─── Input data

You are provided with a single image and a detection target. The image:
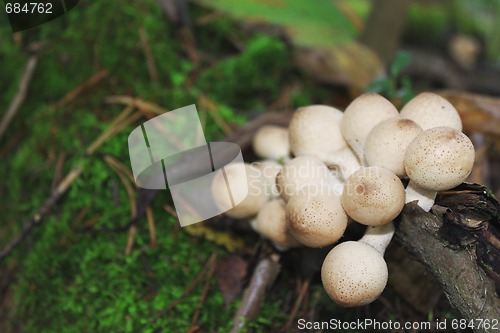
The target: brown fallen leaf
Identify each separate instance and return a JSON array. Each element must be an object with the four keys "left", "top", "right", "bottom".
[
  {"left": 293, "top": 42, "right": 383, "bottom": 96},
  {"left": 215, "top": 254, "right": 248, "bottom": 306},
  {"left": 437, "top": 90, "right": 500, "bottom": 137}
]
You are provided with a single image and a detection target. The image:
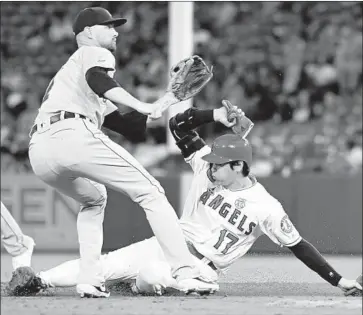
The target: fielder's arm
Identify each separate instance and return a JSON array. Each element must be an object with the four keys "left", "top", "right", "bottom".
[
  {"left": 85, "top": 66, "right": 172, "bottom": 116},
  {"left": 103, "top": 110, "right": 147, "bottom": 142}
]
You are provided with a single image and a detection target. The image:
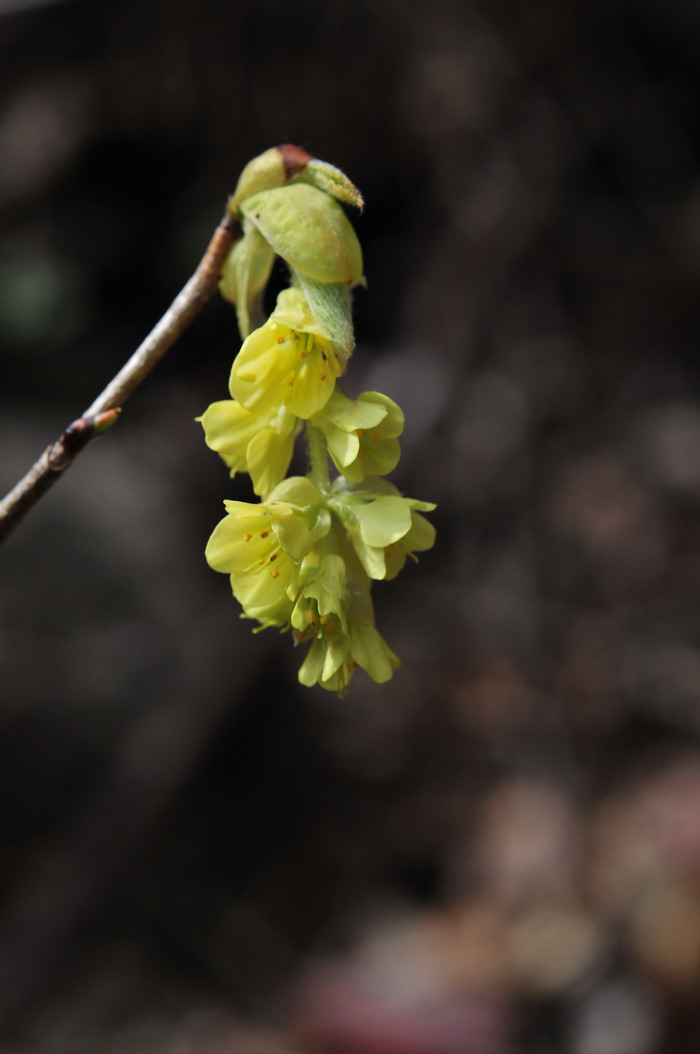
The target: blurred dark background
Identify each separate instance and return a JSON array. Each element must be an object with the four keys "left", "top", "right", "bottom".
[{"left": 3, "top": 0, "right": 700, "bottom": 1051}]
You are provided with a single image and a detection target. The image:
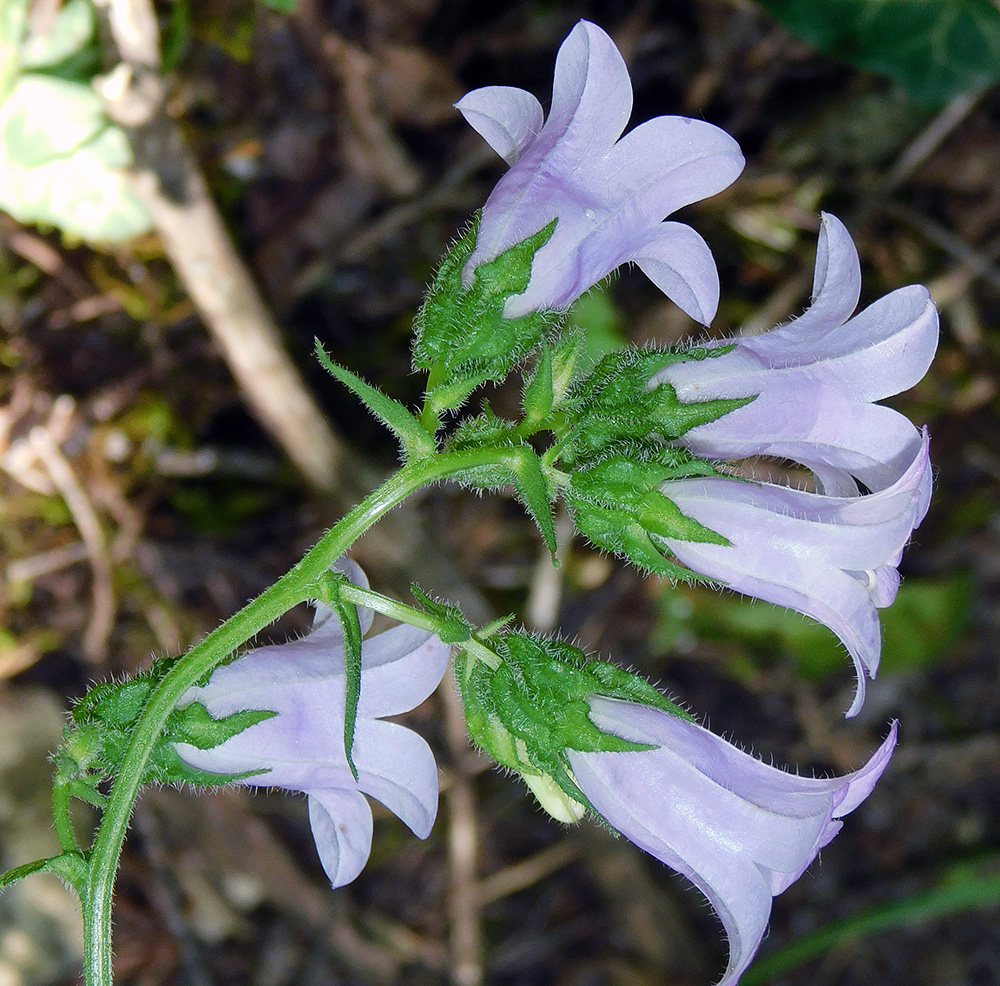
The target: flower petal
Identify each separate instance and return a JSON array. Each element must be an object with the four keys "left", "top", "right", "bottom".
[
  {"left": 763, "top": 212, "right": 862, "bottom": 345},
  {"left": 546, "top": 20, "right": 632, "bottom": 150},
  {"left": 307, "top": 788, "right": 374, "bottom": 887},
  {"left": 571, "top": 700, "right": 897, "bottom": 986},
  {"left": 659, "top": 437, "right": 929, "bottom": 715},
  {"left": 632, "top": 221, "right": 721, "bottom": 325},
  {"left": 743, "top": 285, "right": 939, "bottom": 398},
  {"left": 356, "top": 624, "right": 451, "bottom": 719},
  {"left": 679, "top": 386, "right": 926, "bottom": 494},
  {"left": 461, "top": 20, "right": 741, "bottom": 317},
  {"left": 569, "top": 745, "right": 775, "bottom": 986},
  {"left": 609, "top": 115, "right": 745, "bottom": 220},
  {"left": 454, "top": 86, "right": 544, "bottom": 165},
  {"left": 355, "top": 718, "right": 440, "bottom": 839}
]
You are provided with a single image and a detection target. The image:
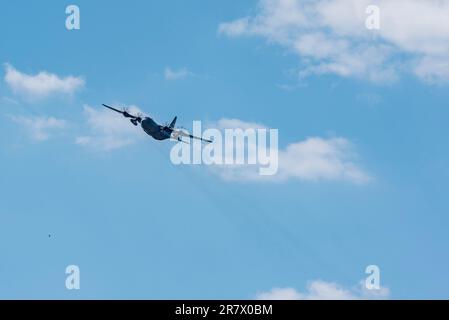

──────

## [What is required]
Without including any images, output the data exactly as given.

## [Output for this task]
You are provided with a single image and a detection target. The image:
The target: brown fallen leaf
Identify each separate instance and return a JSON array. Each element must be an object with the four keys "left", "top", "right", "bottom".
[
  {"left": 293, "top": 42, "right": 383, "bottom": 96},
  {"left": 215, "top": 254, "right": 248, "bottom": 306},
  {"left": 437, "top": 90, "right": 500, "bottom": 137}
]
You are provided with a single image and a detection target. The image:
The target: fielder's arm
Identify each separate instance and return a JSON array. Each element must be an object with the four keys "left", "top", "right", "bottom".
[
  {"left": 85, "top": 66, "right": 172, "bottom": 116},
  {"left": 103, "top": 110, "right": 147, "bottom": 142}
]
You are provided with a single image and a detection target. The image:
The target: blurred dark background
Identify each separate instance and return a JSON array. Each element must be an object with the four keys "left", "top", "right", "bottom".
[{"left": 3, "top": 0, "right": 700, "bottom": 1051}]
You are provided with a single image and a detection target. The image:
The target: flower petal
Identify each separate instance and return a JSON array. Each element must be an object with the four keys "left", "top", "right", "bottom".
[
  {"left": 763, "top": 212, "right": 862, "bottom": 345},
  {"left": 546, "top": 20, "right": 632, "bottom": 150},
  {"left": 307, "top": 788, "right": 374, "bottom": 887},
  {"left": 571, "top": 700, "right": 897, "bottom": 986},
  {"left": 659, "top": 437, "right": 929, "bottom": 715},
  {"left": 632, "top": 221, "right": 721, "bottom": 325},
  {"left": 743, "top": 285, "right": 939, "bottom": 398},
  {"left": 356, "top": 624, "right": 451, "bottom": 719},
  {"left": 679, "top": 386, "right": 926, "bottom": 494},
  {"left": 461, "top": 20, "right": 741, "bottom": 317},
  {"left": 569, "top": 745, "right": 775, "bottom": 986},
  {"left": 609, "top": 115, "right": 745, "bottom": 220},
  {"left": 454, "top": 86, "right": 544, "bottom": 165},
  {"left": 355, "top": 718, "right": 440, "bottom": 839}
]
You are provided with a single image and a detection target. The image:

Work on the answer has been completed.